_Source extract_.
The Melancholy of The Ramones

People say some pretty stupid things about The Ramones.
Because they are too hard to nail down.
They weren’t starving, impoverished Post-World War II punk rockers (albeit with fabulous publicists) like The Sex Pistols were; or angry, politically informed cerebral punks like Joe Strummer and Mick Jones.
And they just couldn’t mesh with the arty post-modern accuracy of bands like Television and the Talking Heads. Perhaps some of this can be attributed to the fact that The Ramones’ self titled debut actually came out in 1974, three years earlier than the first established wave of CBGB rockers. But I don’t really think that chronology plays that big a part in the overall feel of the band.
Because earlier punk acts – and there were plenty of them – like The Stooges, MC5, and The New York Dolls are still markedly unlike Joey, Johnny, and Dee Dee. The Ramones lacked the raw blues feel that Iggy developed, staggering onstage in the late 1960s; they didn’t quite have the hard garage-rock edge that MC5 had, and they certainly didn’t take their wardrobe as seriously as David Johanssen or Sylvain Sylvain did around 1971.
So how do you categorize a band whose sound is based sheerly on a handful of barre chords and incredibly rhyme-tastic lyrics? Lyrics so rhyme-based that, once, when seized with the desire to scrawl something, anything originally penned by Dee Dee in a manifesto-sort-of-way in one of my middle school journals, I literally could not find one line that didn’t at least kind of make me cringe when it was torn away from the raw power of the band’s music.

_What you will do_. Transcribe the part of the essay on The Ramones that opens with the words containing "The Melancholy of" and closes with "and Mick Jones.". The data comes from a separate source and has no connection to the essay on The Ramones.

_Data section_.
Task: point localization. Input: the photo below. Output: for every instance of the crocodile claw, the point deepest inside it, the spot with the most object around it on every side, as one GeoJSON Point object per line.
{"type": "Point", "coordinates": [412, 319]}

_Result of this exercise_.
The Melancholy of The Ramones

People say some pretty stupid things about The Ramones.
Because they are too hard to nail down.
They weren’t starving, impoverished Post-World War II punk rockers (albeit with fabulous publicists) like The Sex Pistols were; or angry, politically informed cerebral punks like Joe Strummer and Mick Jones.